### Document passage
____________
Getting up and running

In order to start developing locally, you will need to take care of a few pre-requisites:

1. install node and redis

Our production server runs node v0.10.33 and redis v2.8.21. Node is our application's runtime and redis is used for session management as well as the mangement of track order in our streams.

note for redis: you do not actually need to install redis as a daemon on your system; simply running redis-server will open up the server in the foreground.

You will also need a mysql server, which is used by the application to store all user, artist, track and other persistant information.

2. clone the repository and install packages

At this point you should be able to execute both the npm and node binaries from your terminal. npm is the node packagement management tool, similar to what ruby gems is to ruby. With npm, you should now install the necessary packages:

$ git clone
$ cd ./api
$ npm install

3. prepare .env file

Instead of managing multiple environment files, context-specific configuration information is stored in a .env file which is then loaded in via dotenv. You can see this happeneing in the connections.js configuration file:

var dotenv = require('dotenv');

module.exports.connections = (function() {


  return {

    a2_db: {
      adapter: 'sails-mysql',
      host: process.env['A2DBHN'],
      user: process.env['A2DBUN'],
      password: process.env['A2DBPW'],
      database: process.env['A2DBDB']



A complete example of a .env needed to run the loftili api can be seen here.

4. running the migrations

The api uses knex to handle it's database migratoions. After running the npm install command from step 2, you can find the knex executable under ./node_modules/.bin/knex. If you are unfamilar with this command line tool, you can view the help information by running ./node_modules/.bin/knex --help:

$ ./node_modules/.bin/knex --help

  Usage: knex [options] [command]


    init [options]                         Create a fresh knexfile.
____________
### Information shown
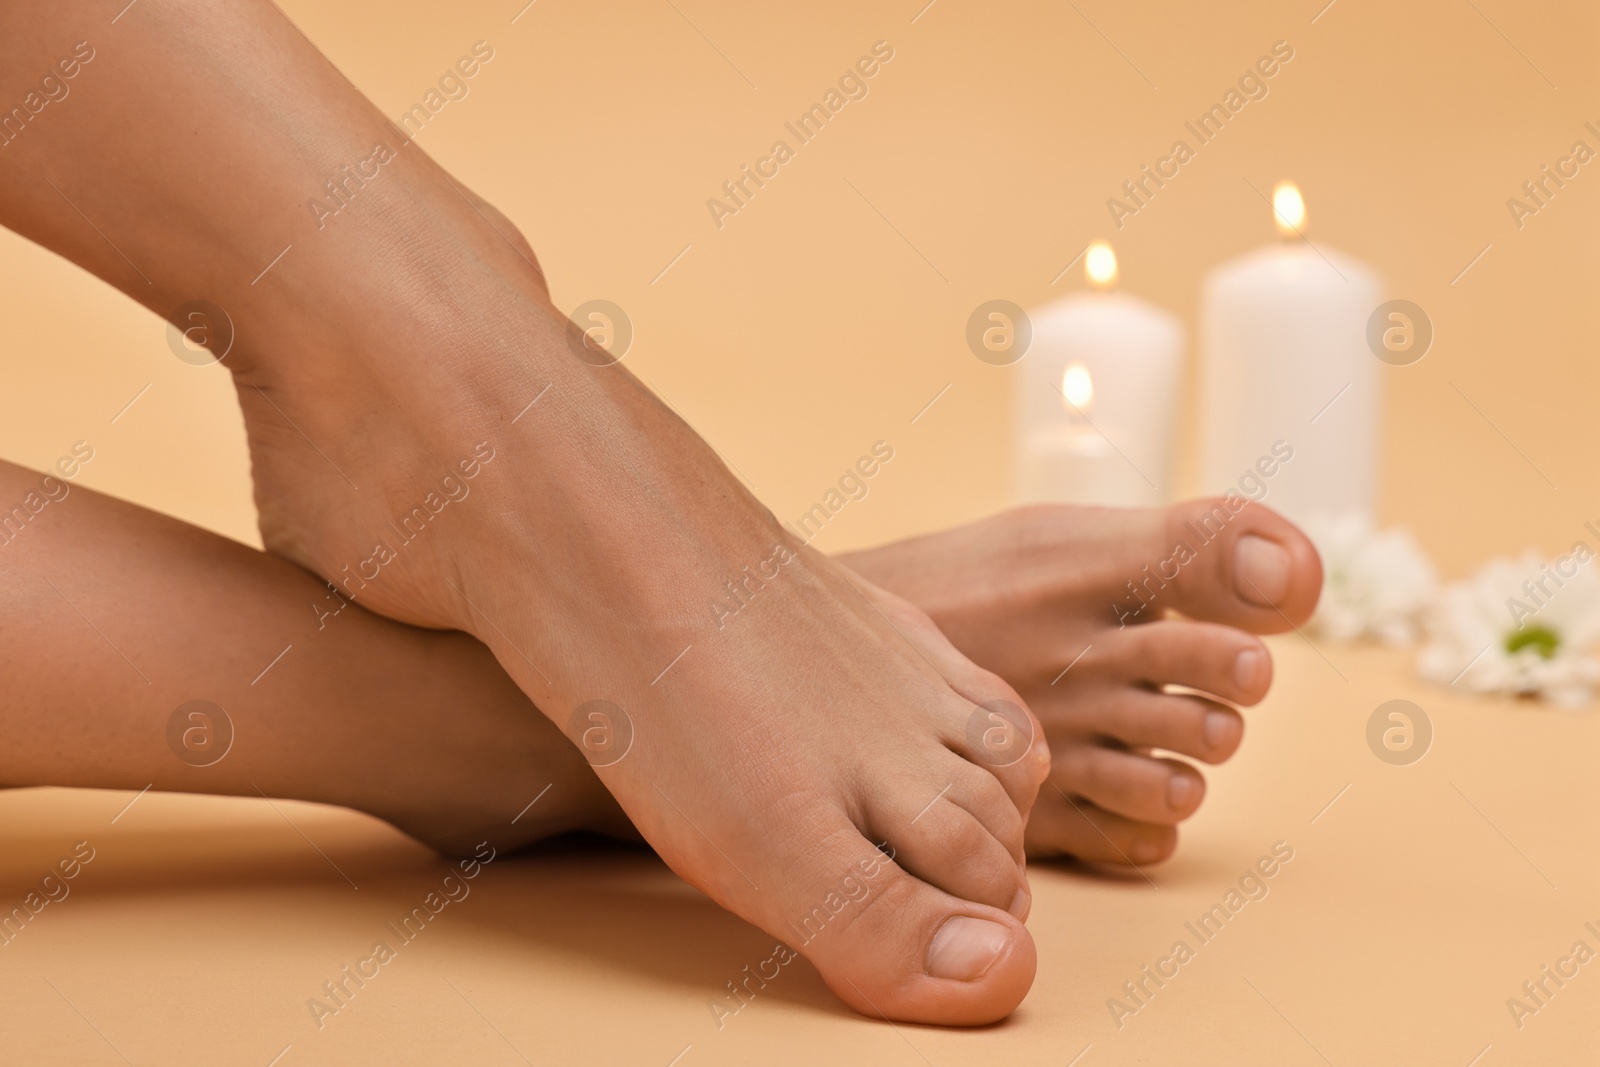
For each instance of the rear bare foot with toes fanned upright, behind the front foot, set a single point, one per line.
____________
### Task to carry out
Copy everything from "Getting up and" down to "other persistant information." in the setup guide, swapping "foreground" for "background". Work only from the setup guide and leave the material out of it.

### Exercise result
Getting up and running

In order to start developing locally, you will need to take care of a few pre-requisites:

1. install node and redis

Our production server runs node v0.10.33 and redis v2.8.21. Node is our application's runtime and redis is used for session management as well as the mangement of track order in our streams.

note for redis: you do not actually need to install redis as a daemon on your system; simply running redis-server will open up the server in the background.

You will also need a mysql server, which is used by the application to store all user, artist, track and other persistant information.